::: SELECTED TEXT :::
I'm forming a community to enable and encourage engineers turned entrepreneurs.

A few weeks ago, I asked on LinkedIn why there aren’t more companies in the Southeast started by engineers. It prompted a lot of great conversations both online and offline. The tl;dr: I’m starting a group in Nashville for engineers-turned-entrepreneurs. You can sign up or read more about the details at techfounder.community.

What is the Tech Founder Community?

Taken from the website:

The goal of this community is to encourage and enable engineers to leverage their technical and domain expertise to build a thriving business. We do this by connecting interested folks in local networks with peers, mentors, advisors, and maybe even capital.

Nashville already has a lot of startup-type groups. Why one more?

The short version: existing support networks in Nashville do not target engineering audiences.

Nashville does have a lot of great things going for it. Programs like the Nashville Entrepreneur Center Pre-Flight and Inflight programs are really great ways to support growing businesses. However, this tends to support either business development types (think MBA graduates) or domain experts. This tends to lead to a lot of business founders looking for “technical co-founders”, often in exchange for sweat equity1.

There’s also a very active engineering community in Nashville. Many of them have either launched their own business or have considered doing so. According to one survey from Packt in 2018, 1 in 3 software developers hope to found their own company.

The phenomenon of engineer-turned-entrepreneur is embraced in many coastal cities, but this simply isn’t the case in middle America. I want to change that, at least for Nashville, by providing a peer support network, veteran mentors, and more. We can leverage existing infrastructure (like the EC) where appropriate but focus on enabling and encouraging folks with a technical background.

What makes you think you’re qualified to host this group?

  • I’m both an engineer and entrepreneur. I started writing software professionally in 2000, and started my first company in 2004. I co-founded Stratasan in 2011, grew it to about 100 people, and then exited in 2022.
:::
→ REQUIREMENT:
From the community announcement, pull out the passage starting with "What is the" and going on through "maybe even capital.", copied word for word. The items that come next have no connection to the community announcement.
::: DATA EXCERPTS :::
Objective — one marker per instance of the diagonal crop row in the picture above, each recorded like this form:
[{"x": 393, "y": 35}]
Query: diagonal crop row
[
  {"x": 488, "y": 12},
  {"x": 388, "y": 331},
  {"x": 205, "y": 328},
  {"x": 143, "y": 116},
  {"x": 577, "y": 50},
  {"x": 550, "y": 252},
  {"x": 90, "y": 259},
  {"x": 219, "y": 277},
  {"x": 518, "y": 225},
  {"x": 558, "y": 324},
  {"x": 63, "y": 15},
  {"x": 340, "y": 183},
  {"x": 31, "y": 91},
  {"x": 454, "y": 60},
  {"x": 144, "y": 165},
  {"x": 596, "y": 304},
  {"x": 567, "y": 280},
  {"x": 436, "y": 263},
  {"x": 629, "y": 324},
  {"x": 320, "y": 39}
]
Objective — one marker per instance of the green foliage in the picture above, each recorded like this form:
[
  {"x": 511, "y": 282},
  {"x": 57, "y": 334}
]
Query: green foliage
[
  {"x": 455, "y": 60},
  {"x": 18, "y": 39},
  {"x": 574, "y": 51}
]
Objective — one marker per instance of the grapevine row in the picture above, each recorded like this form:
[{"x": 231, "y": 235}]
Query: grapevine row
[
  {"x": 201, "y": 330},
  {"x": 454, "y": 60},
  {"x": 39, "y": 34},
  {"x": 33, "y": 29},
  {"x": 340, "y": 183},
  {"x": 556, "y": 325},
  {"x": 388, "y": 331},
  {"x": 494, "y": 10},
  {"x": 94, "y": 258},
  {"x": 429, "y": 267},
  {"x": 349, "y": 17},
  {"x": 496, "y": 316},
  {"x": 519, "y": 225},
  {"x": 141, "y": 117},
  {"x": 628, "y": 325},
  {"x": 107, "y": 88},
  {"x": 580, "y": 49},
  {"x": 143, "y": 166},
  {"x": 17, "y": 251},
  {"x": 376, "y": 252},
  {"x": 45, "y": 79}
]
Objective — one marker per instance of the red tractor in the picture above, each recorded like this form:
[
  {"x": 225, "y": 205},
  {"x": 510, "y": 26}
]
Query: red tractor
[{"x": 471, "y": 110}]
:::
→ ANSWER FOR THIS EXERCISE:
What is the Tech Founder Community?

Taken from the website:

The goal of this community is to encourage and enable engineers to leverage their technical and domain expertise to build a thriving business. We do this by connecting interested folks in local networks with peers, mentors, advisors, and maybe even capital.